→ Stated goal: Give back only the lines from the one with "Target: street" through the last line of the data, exactly as they appear.

→ Data supplied:
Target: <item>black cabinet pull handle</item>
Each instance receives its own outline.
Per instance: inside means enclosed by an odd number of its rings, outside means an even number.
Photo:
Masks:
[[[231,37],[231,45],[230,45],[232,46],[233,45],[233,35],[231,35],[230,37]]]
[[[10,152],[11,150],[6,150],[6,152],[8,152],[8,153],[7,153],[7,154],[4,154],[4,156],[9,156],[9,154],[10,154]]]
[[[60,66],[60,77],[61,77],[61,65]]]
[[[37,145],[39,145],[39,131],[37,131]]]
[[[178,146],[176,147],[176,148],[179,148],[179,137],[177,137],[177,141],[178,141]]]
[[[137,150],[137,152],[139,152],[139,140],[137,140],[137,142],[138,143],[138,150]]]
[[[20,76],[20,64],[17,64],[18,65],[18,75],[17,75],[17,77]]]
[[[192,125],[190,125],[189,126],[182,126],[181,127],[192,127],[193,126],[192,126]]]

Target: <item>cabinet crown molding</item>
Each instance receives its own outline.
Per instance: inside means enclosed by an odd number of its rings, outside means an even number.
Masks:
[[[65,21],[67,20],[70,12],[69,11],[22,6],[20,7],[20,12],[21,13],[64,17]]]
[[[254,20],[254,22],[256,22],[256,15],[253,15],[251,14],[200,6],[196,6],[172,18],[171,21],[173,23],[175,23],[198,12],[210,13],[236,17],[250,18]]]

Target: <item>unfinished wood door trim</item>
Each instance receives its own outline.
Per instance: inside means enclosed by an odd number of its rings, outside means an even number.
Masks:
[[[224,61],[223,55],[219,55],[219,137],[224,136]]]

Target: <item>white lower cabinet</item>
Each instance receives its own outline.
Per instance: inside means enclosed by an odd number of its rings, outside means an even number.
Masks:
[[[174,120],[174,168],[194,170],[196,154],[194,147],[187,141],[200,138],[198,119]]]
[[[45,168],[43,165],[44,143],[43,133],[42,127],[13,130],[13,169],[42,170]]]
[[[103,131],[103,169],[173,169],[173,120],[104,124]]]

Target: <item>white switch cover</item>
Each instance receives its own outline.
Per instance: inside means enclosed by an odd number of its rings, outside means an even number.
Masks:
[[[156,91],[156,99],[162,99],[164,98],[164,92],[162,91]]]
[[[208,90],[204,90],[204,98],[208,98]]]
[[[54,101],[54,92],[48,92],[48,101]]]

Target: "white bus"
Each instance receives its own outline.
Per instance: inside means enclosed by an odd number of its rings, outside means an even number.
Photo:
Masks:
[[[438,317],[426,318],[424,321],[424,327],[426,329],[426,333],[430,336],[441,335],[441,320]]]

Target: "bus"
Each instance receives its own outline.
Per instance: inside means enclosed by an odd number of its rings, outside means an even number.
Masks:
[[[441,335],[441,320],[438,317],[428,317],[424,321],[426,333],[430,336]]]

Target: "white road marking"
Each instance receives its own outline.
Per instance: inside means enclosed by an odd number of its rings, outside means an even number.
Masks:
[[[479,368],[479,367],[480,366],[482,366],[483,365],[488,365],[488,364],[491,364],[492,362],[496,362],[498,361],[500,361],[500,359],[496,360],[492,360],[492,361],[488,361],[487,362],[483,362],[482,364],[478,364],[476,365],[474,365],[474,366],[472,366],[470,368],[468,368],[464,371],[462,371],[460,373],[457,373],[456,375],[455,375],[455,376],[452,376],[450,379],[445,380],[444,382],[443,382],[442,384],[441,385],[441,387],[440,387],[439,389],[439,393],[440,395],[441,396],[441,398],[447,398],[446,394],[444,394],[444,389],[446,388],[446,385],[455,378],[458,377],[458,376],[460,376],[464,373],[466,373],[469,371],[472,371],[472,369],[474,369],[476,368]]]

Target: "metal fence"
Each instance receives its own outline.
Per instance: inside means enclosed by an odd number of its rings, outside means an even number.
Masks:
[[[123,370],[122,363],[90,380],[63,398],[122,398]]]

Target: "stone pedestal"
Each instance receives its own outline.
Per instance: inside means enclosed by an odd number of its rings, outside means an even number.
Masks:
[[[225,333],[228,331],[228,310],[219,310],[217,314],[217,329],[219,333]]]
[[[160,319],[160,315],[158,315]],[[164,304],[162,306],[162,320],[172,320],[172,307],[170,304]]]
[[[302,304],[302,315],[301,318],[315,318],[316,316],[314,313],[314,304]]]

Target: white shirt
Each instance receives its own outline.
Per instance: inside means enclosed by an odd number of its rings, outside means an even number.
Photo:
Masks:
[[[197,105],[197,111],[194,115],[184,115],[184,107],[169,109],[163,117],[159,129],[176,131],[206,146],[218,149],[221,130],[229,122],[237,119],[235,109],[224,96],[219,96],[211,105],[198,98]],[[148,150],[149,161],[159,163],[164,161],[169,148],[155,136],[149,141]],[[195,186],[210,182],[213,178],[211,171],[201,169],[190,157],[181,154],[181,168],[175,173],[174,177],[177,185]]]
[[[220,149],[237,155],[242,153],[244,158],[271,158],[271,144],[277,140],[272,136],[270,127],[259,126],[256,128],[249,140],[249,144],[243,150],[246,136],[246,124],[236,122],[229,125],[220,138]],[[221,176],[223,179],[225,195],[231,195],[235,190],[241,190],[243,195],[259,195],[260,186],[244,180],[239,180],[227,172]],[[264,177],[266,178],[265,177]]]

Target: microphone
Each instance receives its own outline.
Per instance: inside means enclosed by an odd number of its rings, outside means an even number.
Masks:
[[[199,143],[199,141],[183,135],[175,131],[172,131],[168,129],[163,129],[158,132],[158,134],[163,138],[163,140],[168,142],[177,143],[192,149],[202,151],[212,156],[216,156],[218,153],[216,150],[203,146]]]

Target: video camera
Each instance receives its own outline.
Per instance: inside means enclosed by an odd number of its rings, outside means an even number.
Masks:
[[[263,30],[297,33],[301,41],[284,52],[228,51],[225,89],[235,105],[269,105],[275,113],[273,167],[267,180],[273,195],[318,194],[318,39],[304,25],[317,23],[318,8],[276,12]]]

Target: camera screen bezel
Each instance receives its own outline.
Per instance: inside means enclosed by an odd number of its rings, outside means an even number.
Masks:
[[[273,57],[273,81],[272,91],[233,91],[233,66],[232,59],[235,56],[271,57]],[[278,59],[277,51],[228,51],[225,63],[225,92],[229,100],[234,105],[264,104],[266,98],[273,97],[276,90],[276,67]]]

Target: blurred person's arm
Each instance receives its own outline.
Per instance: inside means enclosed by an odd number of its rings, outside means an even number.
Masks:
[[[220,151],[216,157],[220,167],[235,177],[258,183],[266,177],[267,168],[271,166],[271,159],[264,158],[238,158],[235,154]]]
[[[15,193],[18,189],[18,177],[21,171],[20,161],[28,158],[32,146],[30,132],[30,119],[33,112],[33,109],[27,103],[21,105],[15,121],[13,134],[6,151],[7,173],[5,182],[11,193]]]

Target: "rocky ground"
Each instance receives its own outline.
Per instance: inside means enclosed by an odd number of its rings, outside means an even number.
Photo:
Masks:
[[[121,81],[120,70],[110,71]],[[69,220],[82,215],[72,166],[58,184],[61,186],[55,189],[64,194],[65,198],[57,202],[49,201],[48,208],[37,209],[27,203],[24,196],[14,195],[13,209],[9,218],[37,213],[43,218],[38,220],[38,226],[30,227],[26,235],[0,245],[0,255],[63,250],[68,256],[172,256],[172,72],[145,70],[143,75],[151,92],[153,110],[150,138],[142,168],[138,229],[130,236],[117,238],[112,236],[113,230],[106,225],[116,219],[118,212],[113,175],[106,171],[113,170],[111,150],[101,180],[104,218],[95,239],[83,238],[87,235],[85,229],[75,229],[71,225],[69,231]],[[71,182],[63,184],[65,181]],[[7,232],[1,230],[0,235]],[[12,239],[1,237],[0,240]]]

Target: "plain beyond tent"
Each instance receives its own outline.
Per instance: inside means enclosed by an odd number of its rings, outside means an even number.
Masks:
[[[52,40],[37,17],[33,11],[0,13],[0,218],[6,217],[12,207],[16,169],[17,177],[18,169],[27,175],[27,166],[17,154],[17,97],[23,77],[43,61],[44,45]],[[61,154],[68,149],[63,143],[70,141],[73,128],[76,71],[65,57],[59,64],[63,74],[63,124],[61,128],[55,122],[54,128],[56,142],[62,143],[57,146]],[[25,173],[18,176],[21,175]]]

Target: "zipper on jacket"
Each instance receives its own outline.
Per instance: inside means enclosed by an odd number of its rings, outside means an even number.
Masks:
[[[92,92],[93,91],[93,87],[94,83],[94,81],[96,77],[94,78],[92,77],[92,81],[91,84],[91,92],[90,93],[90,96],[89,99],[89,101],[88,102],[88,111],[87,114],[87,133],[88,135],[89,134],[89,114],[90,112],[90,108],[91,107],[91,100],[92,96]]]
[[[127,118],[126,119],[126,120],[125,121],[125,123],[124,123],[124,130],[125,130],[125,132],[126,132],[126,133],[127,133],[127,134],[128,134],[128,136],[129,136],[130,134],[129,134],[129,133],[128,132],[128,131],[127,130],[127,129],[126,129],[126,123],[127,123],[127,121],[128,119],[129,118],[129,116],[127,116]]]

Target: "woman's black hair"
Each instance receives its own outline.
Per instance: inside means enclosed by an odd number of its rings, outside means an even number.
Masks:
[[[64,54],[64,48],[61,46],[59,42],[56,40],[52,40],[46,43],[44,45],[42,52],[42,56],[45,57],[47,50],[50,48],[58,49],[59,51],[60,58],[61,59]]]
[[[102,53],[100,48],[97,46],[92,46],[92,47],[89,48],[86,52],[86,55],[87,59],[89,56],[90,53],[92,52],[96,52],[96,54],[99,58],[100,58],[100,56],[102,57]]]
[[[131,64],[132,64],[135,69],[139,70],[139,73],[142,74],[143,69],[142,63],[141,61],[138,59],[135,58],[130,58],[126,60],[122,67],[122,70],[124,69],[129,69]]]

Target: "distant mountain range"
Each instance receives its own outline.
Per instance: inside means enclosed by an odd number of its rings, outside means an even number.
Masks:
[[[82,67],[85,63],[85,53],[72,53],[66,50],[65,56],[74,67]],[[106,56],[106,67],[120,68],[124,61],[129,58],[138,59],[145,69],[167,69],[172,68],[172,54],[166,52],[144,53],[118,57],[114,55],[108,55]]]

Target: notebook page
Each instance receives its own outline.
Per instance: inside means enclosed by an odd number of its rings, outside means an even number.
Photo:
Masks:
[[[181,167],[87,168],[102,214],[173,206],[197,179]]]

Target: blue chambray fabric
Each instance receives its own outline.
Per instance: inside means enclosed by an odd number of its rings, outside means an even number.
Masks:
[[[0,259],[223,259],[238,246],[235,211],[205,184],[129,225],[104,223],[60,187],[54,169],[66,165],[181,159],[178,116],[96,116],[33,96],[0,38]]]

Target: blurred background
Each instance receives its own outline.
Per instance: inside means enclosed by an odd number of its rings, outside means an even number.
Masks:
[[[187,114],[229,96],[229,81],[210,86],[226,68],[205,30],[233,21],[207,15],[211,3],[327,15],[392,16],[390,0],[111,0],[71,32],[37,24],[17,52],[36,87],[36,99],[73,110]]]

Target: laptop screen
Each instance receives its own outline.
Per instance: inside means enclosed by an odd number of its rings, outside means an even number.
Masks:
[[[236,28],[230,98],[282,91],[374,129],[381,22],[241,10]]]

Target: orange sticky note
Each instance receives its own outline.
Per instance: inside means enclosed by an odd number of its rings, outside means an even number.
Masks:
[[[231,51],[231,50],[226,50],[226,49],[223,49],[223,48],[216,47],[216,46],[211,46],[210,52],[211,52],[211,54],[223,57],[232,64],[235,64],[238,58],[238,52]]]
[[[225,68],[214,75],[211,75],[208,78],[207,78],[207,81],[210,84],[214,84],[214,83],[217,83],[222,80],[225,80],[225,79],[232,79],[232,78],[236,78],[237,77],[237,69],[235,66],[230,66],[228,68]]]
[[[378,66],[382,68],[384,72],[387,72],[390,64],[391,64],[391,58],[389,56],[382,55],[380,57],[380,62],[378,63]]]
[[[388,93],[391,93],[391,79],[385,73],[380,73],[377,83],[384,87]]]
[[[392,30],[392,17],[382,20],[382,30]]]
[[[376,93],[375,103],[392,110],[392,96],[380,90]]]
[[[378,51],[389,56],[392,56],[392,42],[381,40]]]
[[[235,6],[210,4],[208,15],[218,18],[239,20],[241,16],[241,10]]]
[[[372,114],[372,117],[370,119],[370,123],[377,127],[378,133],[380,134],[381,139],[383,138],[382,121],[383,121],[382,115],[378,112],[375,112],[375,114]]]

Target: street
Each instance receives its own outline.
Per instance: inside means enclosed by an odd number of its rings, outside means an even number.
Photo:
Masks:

→ In response:
Target: street
Each instance receives its own outline.
Per instance: inside means enclosed by an odd number of its rings, outside means an even number.
Photo:
Masks:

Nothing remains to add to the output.